● **REQUIRED ACTION**: Nothing but an exact copy of the data should be given.

● **MATERIALS PROVIDED**:
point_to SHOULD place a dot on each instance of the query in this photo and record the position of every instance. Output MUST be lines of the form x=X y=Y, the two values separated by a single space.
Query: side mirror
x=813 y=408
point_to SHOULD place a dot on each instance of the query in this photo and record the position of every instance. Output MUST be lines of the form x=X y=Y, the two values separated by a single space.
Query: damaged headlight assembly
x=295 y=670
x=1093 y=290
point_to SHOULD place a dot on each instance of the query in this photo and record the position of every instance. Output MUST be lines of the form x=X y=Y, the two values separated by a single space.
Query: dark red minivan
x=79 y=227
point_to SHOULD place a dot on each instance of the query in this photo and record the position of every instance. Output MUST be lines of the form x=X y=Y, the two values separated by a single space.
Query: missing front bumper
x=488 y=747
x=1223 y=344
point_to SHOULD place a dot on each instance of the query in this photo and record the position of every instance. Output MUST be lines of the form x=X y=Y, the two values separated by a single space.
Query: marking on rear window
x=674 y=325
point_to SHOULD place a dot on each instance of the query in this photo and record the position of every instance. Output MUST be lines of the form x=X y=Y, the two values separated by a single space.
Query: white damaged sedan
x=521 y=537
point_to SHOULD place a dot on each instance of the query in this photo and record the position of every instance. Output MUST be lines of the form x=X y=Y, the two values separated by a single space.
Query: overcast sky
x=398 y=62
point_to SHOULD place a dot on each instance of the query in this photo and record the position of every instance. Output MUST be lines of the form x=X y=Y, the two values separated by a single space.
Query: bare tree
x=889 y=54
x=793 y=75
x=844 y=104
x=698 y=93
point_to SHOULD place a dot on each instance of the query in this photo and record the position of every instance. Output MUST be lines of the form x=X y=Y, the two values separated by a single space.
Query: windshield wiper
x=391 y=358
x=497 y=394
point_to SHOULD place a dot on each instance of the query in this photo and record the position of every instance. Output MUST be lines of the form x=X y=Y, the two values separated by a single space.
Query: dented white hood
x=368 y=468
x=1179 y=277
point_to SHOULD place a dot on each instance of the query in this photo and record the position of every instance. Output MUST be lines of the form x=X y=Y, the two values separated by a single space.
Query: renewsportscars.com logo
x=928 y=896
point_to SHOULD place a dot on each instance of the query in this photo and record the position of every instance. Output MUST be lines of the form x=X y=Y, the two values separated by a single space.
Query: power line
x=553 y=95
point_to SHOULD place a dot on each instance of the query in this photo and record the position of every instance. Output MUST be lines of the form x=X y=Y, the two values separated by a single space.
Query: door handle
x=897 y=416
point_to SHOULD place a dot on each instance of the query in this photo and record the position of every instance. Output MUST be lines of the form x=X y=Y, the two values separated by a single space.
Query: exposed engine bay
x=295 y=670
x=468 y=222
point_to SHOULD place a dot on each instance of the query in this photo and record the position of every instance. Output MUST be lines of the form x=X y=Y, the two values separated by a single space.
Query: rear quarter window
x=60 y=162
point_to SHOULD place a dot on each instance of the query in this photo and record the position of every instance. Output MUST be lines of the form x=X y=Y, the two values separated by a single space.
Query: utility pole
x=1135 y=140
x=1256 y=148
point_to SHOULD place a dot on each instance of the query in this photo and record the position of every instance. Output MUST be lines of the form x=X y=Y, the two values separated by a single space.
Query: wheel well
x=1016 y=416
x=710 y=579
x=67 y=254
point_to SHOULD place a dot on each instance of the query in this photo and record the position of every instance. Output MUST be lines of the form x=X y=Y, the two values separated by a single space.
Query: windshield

● **RESPONSE AREA**:
point_to SHOULD place a dot on each instance of the query in this photo and record the position of every instance. Output MUST be lines of the form x=X y=Y, the two values separated by a single space.
Query: side mirror
x=813 y=408
point_to SHOULD place a dot on each instance of the query in this photo and record the position of every instance. Output MUST be lines of the form x=X y=Y, the two values separated by a single space.
Query: damaged headlight assembly
x=295 y=670
x=1093 y=290
point_to SHOULD place a dot on each instance of the query in this photo and record the position of every instance. Output MUST be lines of the form x=X y=Y, the two values separated by a single space.
Query: dark red minivan
x=79 y=227
point_to SHOULD place a dot on each instance of the query in this photo and record the position of every instance. Output MUST be lines of the form x=X y=Y, the two values separated by a single space.
Query: missing front bumper
x=488 y=747
x=1223 y=344
point_to SHOULD place a dot on each instance of the query in this photo and record the position of every instance. Output MUST be lines of the form x=X y=Y, the two values separated by a single space.
Query: marking on rear window
x=674 y=325
point_to SHOULD place a dot on each instance of the query in this photo and record the position of every instance. Output MUST be lines of the form x=X y=Y, the two values separated by a single space.
Query: white damaged sedan
x=521 y=537
point_to SHOULD place a dot on each instance of the query in this photo and record the position of every instance. Output MUST be lines of the form x=X y=Y, the two values separated by a single space.
Query: overcast sky
x=398 y=62
point_to SHOULD place a dot on each instance of the query in this photo and record the position of every instance. Output MUST be lines of the form x=X y=Y, the two values separated by a single space.
Query: bare tree
x=889 y=54
x=793 y=75
x=844 y=104
x=698 y=93
point_to SHOULD place a dot on each instance of the query in this photo and record the position of every instance. Output MUST be lines of the form x=X y=Y, the two values separated by a single space.
Query: windshield wiper
x=391 y=358
x=497 y=394
point_to SHOULD place a dot on each instance of the query in this photo and record the position of every instance. Output MUST be lines of the form x=X y=Y, the two values separated by a single space.
Query: dented white hood
x=368 y=468
x=1179 y=277
point_to SHOULD place a dot on each instance of the query in this photo and record the position of every instance. Output MUST be lines of the form x=X y=Y, the two values separated by a single space.
Query: renewsportscars.com logo
x=928 y=896
point_to SHOULD place a dot on each instance of the query in this photo and record the position of every instance. Output MUST be lines of the form x=X y=Y, the two values separated by a single space.
Query: power line
x=553 y=95
point_to SHOULD place a dot on each instance of the query in this photo and record the position of every instance. Output MUST be lines of the form x=X y=Y, the two values separated by a single space.
Query: door handle
x=897 y=416
point_to SHOULD place a dot on each instance of the query in this photo and record the position of every instance. Output MUST be lines of the form x=X y=Y, the two values separated by a single space.
Query: exposed engine bay
x=295 y=670
x=468 y=222
point_to SHOULD place a dot on each instance of the query in this photo and record the position of every instance. Output MUST be lines of the form x=X y=Y, the two values separated by a single space.
Query: rear quarter window
x=60 y=162
point_to SHOULD place a dot on each instance of the query in this photo and record the position of every instance. Output MUST be lines of the form x=X y=Y, the two values separated by a single space.
Query: utility pole
x=1135 y=140
x=1256 y=148
point_to SHOULD place a dot on each instance of the query in this photo and record the position of every instance. Output MUST be lines of the form x=X y=Y, the two values separated by a single space.
Query: wheel well
x=1016 y=416
x=710 y=579
x=67 y=254
point_to SHOULD place a dot on each instance of the query in this photo and record the position of every instance. Output MUST be lines of the form x=X y=Y, the two values separated by a single space.
Query: windshield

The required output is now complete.